[Dataset entries]
□ □ □ □
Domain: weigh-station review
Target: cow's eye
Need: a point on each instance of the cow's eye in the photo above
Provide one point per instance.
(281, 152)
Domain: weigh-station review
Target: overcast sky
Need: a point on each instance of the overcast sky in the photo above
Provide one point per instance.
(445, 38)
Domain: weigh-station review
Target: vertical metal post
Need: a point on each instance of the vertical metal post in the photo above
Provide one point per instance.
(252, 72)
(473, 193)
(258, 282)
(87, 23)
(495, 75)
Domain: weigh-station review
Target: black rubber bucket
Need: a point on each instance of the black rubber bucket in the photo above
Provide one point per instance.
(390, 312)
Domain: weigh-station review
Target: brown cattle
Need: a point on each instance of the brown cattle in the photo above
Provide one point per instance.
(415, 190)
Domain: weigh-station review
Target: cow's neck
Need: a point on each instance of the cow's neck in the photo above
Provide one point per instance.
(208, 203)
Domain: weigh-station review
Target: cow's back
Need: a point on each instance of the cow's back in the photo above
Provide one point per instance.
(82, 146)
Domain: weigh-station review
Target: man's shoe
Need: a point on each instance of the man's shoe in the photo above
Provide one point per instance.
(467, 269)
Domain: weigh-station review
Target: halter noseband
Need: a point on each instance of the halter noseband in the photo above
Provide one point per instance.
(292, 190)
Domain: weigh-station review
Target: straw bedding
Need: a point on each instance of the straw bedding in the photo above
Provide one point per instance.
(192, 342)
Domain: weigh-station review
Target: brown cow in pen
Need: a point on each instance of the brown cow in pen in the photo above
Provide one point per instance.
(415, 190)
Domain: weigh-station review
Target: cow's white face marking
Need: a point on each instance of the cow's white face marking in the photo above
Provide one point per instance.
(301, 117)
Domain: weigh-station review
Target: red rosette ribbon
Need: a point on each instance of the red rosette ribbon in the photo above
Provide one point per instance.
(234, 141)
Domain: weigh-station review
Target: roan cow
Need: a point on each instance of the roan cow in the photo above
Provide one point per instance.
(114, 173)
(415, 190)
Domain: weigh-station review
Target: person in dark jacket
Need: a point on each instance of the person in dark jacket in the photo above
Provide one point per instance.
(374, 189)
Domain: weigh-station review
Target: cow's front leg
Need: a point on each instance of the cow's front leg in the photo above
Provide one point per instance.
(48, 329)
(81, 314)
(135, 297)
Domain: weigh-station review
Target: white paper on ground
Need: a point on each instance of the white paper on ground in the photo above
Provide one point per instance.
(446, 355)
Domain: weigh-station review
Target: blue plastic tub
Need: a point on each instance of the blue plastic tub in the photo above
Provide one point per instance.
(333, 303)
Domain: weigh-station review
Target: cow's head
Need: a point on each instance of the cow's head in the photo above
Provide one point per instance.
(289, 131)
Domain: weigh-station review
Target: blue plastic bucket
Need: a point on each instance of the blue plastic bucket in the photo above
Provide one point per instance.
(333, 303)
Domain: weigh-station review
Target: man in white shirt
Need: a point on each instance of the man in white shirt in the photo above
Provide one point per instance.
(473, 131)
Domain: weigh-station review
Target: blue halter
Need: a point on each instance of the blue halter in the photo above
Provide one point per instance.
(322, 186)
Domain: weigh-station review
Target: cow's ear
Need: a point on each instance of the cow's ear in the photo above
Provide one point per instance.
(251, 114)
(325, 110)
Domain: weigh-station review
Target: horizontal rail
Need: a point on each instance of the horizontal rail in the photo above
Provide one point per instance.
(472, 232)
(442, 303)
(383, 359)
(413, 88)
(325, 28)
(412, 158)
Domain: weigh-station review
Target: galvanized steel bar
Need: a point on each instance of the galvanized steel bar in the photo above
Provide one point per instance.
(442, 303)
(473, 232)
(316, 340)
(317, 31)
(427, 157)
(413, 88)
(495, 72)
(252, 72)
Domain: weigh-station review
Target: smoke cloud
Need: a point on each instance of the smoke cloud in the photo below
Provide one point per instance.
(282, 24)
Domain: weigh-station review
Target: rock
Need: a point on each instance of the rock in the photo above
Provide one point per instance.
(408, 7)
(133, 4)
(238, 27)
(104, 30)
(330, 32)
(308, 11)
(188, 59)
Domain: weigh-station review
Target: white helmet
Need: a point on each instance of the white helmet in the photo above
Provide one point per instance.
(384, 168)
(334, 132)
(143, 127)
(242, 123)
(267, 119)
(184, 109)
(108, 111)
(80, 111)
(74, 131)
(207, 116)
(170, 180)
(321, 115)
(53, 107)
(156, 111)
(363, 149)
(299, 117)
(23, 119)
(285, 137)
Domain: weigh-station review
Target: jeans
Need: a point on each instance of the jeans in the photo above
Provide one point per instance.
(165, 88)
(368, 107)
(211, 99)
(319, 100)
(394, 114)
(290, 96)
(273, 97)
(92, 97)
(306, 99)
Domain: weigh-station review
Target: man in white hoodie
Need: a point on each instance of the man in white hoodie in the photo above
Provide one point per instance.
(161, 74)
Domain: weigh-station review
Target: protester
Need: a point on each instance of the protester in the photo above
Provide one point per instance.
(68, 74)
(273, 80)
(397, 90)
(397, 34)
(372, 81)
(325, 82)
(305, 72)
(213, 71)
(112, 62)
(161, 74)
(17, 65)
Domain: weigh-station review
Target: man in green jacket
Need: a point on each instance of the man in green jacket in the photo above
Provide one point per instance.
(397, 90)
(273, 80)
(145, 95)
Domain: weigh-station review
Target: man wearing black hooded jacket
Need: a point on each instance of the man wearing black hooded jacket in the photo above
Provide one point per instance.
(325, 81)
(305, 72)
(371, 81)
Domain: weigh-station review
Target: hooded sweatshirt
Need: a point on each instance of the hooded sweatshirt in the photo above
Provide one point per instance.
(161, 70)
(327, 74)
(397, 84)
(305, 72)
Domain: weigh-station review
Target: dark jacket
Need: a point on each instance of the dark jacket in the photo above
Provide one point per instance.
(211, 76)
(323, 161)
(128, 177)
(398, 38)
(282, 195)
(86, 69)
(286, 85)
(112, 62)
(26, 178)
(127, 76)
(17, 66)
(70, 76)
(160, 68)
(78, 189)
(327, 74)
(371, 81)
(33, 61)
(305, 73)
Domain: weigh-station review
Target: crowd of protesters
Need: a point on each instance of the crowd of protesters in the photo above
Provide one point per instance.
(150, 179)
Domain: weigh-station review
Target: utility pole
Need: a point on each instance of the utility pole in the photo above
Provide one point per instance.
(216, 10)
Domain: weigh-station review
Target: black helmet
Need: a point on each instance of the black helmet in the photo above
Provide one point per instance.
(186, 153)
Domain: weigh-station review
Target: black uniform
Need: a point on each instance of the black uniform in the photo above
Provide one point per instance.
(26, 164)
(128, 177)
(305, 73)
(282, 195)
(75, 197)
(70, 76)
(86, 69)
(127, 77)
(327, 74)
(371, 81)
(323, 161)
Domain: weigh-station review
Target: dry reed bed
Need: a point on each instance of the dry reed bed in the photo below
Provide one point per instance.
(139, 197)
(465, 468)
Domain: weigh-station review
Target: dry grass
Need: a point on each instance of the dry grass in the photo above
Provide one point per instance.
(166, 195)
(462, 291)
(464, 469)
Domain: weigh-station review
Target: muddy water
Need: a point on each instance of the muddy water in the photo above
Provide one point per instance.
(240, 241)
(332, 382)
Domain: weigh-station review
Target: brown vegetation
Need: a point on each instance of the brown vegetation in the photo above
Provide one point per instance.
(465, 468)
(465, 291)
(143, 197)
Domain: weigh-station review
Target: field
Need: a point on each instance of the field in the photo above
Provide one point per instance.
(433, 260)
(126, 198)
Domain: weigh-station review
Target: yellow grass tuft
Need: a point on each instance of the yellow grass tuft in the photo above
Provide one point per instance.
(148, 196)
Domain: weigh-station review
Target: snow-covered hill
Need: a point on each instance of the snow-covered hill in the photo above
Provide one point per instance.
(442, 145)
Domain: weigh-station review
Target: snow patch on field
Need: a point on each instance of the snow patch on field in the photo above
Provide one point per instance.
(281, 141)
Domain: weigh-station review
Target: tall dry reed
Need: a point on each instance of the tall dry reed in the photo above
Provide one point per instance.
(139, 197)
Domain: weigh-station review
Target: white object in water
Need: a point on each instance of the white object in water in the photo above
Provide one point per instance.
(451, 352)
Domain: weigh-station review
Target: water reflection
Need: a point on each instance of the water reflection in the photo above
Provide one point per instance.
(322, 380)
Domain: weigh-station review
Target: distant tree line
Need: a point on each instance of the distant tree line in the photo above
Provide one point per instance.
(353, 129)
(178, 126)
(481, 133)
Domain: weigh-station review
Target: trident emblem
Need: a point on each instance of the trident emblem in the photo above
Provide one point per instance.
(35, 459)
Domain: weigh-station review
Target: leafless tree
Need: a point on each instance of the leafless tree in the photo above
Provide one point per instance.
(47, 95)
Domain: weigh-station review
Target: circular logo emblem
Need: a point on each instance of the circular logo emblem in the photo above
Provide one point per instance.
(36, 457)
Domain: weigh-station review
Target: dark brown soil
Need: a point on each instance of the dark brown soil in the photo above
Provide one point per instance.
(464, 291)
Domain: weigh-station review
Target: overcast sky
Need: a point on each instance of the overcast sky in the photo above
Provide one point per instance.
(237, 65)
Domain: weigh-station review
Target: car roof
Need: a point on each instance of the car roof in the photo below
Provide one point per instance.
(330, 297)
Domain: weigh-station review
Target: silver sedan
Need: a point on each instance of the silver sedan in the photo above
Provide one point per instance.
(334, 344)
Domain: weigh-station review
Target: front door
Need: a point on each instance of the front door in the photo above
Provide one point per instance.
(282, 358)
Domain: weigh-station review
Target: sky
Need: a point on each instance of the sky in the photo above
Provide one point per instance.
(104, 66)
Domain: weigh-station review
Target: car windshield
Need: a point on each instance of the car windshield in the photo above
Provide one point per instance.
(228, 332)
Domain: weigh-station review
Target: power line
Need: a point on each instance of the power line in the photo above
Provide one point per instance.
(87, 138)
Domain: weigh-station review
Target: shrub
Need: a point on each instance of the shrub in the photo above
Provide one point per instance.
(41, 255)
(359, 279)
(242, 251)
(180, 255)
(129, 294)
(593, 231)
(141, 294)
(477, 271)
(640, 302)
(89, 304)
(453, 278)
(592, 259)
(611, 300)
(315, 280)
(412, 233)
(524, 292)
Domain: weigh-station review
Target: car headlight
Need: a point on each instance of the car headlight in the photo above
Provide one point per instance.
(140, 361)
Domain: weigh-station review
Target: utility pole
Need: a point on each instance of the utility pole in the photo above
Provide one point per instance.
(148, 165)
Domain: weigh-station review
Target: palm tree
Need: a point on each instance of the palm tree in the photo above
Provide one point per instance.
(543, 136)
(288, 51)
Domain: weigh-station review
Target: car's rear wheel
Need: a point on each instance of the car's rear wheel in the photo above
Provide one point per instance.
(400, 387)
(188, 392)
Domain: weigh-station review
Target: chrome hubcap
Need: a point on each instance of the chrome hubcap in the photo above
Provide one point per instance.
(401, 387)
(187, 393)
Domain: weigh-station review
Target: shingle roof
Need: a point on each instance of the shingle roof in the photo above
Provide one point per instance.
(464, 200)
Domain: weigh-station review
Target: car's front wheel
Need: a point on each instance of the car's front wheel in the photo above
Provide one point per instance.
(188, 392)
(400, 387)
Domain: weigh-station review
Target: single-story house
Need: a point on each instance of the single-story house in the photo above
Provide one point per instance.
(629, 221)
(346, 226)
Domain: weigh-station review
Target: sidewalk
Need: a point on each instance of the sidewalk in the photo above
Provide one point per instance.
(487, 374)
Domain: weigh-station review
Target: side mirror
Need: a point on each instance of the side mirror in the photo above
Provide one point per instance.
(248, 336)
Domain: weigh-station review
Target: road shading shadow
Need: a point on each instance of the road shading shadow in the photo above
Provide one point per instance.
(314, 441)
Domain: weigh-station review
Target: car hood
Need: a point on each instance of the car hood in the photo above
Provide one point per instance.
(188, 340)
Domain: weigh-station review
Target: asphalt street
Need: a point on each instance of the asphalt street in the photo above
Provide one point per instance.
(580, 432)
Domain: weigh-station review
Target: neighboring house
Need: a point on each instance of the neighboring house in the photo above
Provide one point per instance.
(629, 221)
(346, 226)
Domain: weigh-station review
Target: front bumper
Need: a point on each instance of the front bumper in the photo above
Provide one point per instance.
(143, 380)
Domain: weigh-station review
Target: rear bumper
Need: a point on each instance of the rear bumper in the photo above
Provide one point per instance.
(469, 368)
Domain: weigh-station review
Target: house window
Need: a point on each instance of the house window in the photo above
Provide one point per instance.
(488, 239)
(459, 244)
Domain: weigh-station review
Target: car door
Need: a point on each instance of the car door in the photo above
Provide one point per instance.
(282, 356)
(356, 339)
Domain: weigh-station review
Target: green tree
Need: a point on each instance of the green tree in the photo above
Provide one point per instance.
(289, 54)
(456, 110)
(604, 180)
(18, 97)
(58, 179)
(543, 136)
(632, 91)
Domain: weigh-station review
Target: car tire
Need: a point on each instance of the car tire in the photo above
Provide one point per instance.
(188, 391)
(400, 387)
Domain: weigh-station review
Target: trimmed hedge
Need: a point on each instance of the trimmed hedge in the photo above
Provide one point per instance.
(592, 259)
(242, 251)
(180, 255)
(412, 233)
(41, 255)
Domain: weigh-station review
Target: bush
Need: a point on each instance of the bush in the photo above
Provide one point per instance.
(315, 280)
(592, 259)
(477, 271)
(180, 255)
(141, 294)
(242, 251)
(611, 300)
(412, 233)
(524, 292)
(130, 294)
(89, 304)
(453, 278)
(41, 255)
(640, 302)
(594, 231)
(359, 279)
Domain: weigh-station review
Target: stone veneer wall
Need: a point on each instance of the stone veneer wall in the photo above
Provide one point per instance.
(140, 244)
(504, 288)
□ □ □ □
TASK GOAL - Reproduce the records above exactly, from the first line through the line containing "Target: cow's white face marking", and output nothing else.

OUTPUT BELOW -
Domain: weigh-station review
Target: cow's eye
Need: a point on each instance of the cow's eye in the photo above
Provide one point per instance.
(281, 152)
Domain: weigh-station review
Target: overcast sky
Need: a point on each instance of the overcast sky in the photo above
Provide one point per instance.
(445, 38)
Domain: weigh-station review
Target: vertical metal post
Need: a point on each instance of the vertical metal post in the photo above
Provide one point per instance.
(252, 72)
(473, 193)
(258, 282)
(87, 23)
(495, 75)
Domain: weigh-station review
Target: black rubber bucket
Need: a point on each instance of the black rubber bucket in the photo above
Provide one point per instance.
(390, 312)
Domain: weigh-station review
Target: brown cattle
Need: a point on each instance of the brown cattle in the photo above
Provide one point per instance.
(415, 190)
Domain: weigh-station review
Target: cow's neck
Need: a point on each instance of the cow's neck in the photo above
Provide one point per instance.
(208, 203)
Domain: weigh-station review
Target: cow's back
Need: a point on each instance of the cow's back in the photo above
Provide one point per instance.
(82, 146)
Domain: weigh-station review
Target: man's shoe
Need: a point on each instance of the man's shoe in the photo above
Provide one point per instance.
(467, 269)
Domain: weigh-station review
Target: halter noseband
Need: a point on each instance of the halter noseband in the photo above
Provide one point per instance.
(292, 190)
Domain: weigh-station review
Target: straw bedding
Need: a point on each instance of the straw bedding in the photo above
Provide one point per instance.
(192, 342)
Domain: weigh-station review
Target: brown cow in pen
Need: a point on each instance of the brown cow in pen in the photo above
Provide one point per instance.
(415, 190)
Domain: weigh-station review
Target: cow's white face marking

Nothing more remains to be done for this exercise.